(Stored entries)

========

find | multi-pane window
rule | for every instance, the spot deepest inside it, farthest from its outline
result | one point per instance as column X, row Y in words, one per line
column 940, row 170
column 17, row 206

========

● Task objective: Copy out all the records again, swapping each "instance" for "item" and keeping everything else the same.

● Completed exercise:
find | multi-pane window
rule | for every item, the spot deepest inside it, farthest from its outline
result | one point per item as column X, row Y in words, one per line
column 940, row 170
column 17, row 206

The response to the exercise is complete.